**SUPPLIED MATERIAL:**
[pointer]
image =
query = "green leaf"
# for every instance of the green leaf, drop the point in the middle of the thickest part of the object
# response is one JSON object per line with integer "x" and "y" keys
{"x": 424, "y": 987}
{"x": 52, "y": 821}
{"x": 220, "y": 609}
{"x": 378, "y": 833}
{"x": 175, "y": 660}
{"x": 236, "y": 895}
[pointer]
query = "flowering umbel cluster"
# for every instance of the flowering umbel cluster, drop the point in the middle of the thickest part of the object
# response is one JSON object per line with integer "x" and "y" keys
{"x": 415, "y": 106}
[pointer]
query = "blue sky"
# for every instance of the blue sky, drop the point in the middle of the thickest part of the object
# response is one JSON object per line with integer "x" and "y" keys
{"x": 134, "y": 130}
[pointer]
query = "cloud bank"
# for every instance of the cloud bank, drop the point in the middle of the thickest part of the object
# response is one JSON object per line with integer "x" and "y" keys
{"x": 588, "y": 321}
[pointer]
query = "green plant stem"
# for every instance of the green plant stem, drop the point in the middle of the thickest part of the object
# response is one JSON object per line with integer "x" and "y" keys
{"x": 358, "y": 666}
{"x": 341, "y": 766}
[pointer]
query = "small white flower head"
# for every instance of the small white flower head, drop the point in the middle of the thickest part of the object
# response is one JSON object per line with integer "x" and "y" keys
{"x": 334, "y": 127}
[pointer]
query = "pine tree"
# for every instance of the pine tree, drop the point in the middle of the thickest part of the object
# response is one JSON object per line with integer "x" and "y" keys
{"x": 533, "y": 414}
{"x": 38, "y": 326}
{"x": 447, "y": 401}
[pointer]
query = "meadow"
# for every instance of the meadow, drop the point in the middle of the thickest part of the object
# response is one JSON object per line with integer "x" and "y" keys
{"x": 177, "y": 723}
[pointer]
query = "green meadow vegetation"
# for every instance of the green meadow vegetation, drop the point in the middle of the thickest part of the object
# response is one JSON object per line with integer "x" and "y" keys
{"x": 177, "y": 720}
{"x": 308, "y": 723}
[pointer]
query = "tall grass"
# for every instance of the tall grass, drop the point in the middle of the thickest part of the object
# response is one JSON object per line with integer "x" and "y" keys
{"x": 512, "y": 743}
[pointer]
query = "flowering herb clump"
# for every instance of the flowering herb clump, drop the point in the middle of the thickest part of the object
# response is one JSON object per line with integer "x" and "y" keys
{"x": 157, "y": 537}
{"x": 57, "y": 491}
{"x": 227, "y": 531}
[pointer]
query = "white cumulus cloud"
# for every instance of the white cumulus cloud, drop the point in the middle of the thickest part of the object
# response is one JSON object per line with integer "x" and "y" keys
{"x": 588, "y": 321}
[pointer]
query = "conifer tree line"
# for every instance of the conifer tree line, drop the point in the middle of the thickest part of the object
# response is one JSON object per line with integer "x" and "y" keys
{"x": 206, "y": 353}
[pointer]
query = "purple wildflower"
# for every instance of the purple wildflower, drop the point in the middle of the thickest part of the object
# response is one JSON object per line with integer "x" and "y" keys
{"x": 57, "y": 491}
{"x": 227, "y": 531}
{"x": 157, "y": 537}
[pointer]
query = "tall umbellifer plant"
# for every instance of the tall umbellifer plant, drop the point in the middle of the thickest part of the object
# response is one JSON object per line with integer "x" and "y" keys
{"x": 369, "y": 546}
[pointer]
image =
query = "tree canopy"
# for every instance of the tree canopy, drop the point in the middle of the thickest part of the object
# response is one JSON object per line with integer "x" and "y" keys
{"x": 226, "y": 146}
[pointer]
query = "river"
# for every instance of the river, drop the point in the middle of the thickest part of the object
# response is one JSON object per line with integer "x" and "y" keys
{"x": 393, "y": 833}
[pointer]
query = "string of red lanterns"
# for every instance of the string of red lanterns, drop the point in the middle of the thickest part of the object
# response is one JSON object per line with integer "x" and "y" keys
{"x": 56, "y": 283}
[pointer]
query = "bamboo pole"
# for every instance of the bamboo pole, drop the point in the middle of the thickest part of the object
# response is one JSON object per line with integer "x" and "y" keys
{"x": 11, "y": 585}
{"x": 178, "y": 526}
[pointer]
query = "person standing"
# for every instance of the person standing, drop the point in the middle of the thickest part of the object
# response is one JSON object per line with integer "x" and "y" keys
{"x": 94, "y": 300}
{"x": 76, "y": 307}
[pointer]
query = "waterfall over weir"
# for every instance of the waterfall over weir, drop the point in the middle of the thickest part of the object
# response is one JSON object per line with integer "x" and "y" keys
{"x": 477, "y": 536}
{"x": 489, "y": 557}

**EXERCISE:** Transcribe every entry exactly, omitting nothing.

**RESULT:**
[pointer]
image =
query = "green leaf"
# for every instance of the green leaf, drop the point in the middle of the thickest part of the object
# response is one JSON object per line with integer "x" and "y" keys
{"x": 424, "y": 987}
{"x": 52, "y": 821}
{"x": 220, "y": 609}
{"x": 378, "y": 833}
{"x": 175, "y": 660}
{"x": 236, "y": 895}
[pointer]
query = "flowering umbel cluster"
# for every instance of the flowering umbel cluster, drop the point in the middle of the thickest part of the object
# response is one JSON object per line with integer "x" and "y" keys
{"x": 415, "y": 106}
[pointer]
query = "blue sky"
# for every instance of the blue sky, drop the point in the middle of the thickest part of the object
# response is one JSON object per line with integer "x" and "y" keys
{"x": 134, "y": 130}
[pointer]
query = "cloud bank"
# for every instance of the cloud bank, drop the point in the middle of the thickest part of the object
# response is one JSON object per line with integer "x" and "y" keys
{"x": 588, "y": 321}
[pointer]
query = "green plant stem"
# for every instance of the green plant stem, drop the point in the middle of the thickest part of the object
# response is one JSON object per line with integer "x" and "y" keys
{"x": 358, "y": 666}
{"x": 341, "y": 766}
[pointer]
query = "small white flower head"
# for every instance of the small white flower head, drop the point in the middle of the thickest part of the object
# response is one JSON object per line with integer "x" and "y" keys
{"x": 334, "y": 127}
[pointer]
query = "pine tree"
# for every instance of the pine tree, drop the point in the middle of the thickest part of the object
# response is one JSON object per line with integer "x" and "y" keys
{"x": 533, "y": 414}
{"x": 38, "y": 326}
{"x": 447, "y": 401}
[pointer]
query = "meadow"
# for every instance of the meadow, drop the point in the middle of the thickest part of the object
# response is one JSON object per line with integer "x" and "y" keys
{"x": 177, "y": 723}
[pointer]
query = "green meadow vegetation"
# for every instance of the green meadow vegetation, drop the point in the middle of the thickest part of the object
# response is one JSON object per line with integer "x" and "y" keys
{"x": 177, "y": 720}
{"x": 308, "y": 723}
[pointer]
query = "tall grass"
# for every instance of the tall grass, drop the point in the middle of the thickest part of the object
# response is one JSON object per line with integer "x" and "y" keys
{"x": 512, "y": 743}
[pointer]
query = "flowering herb clump"
# for every instance of the flowering herb clump, drop the point in the middle of the thickest part of the object
# response is one JSON object per line with integer "x" and "y" keys
{"x": 157, "y": 537}
{"x": 57, "y": 491}
{"x": 227, "y": 531}
[pointer]
query = "white cumulus cloud"
# for every instance of the white cumulus cloud, drop the point in the middle of the thickest part of the object
# response is one JSON object per line with integer "x" and "y" keys
{"x": 588, "y": 321}
[pointer]
query = "conifer tree line"
# for every instance of the conifer tree line, drop the point in the middle of the thickest part of the object
# response is one JSON object per line with integer "x" and "y" keys
{"x": 206, "y": 353}
[pointer]
query = "purple wildflower"
# for every instance of the purple wildflower, drop the point in the middle of the thickest part of the object
# response is one JSON object per line with integer "x" and "y" keys
{"x": 57, "y": 491}
{"x": 227, "y": 531}
{"x": 157, "y": 537}
[pointer]
query = "tall umbellifer plant"
# for every instance of the tall umbellifer plant, drop the point in the middle of the thickest part of the object
# response is one JSON object per line with integer "x" and "y" keys
{"x": 369, "y": 546}
[pointer]
image =
query = "tree canopy"
# for every instance of the tree canopy, drop the point in the middle of the thickest part of the object
# response is one JSON object per line with integer "x" and "y" keys
{"x": 226, "y": 146}
[pointer]
query = "river"
# for every instance of the river, drop the point in the middle of the thickest part of the object
# response is one JSON object per line with integer "x" and "y" keys
{"x": 393, "y": 833}
[pointer]
query = "string of red lanterns"
# for every instance of the string of red lanterns, drop the point in the middle of the thickest part of the object
# response is one JSON object per line with integer "x" and "y" keys
{"x": 56, "y": 283}
[pointer]
query = "bamboo pole"
# for every instance of the bamboo pole, drop the point in the middle of the thickest part of the object
# response is one JSON object per line with integer "x" and "y" keys
{"x": 11, "y": 585}
{"x": 178, "y": 526}
[pointer]
query = "person standing"
# for every instance of the person standing, drop the point in the middle of the thickest part of the object
# response is one JSON object per line with integer "x" and "y" keys
{"x": 94, "y": 300}
{"x": 76, "y": 307}
[pointer]
query = "waterfall over weir"
# for every instance of the waterfall over weir, drop the point in the middle of the thickest part of the object
# response is one JSON object per line with integer "x" and "y" keys
{"x": 477, "y": 536}
{"x": 489, "y": 557}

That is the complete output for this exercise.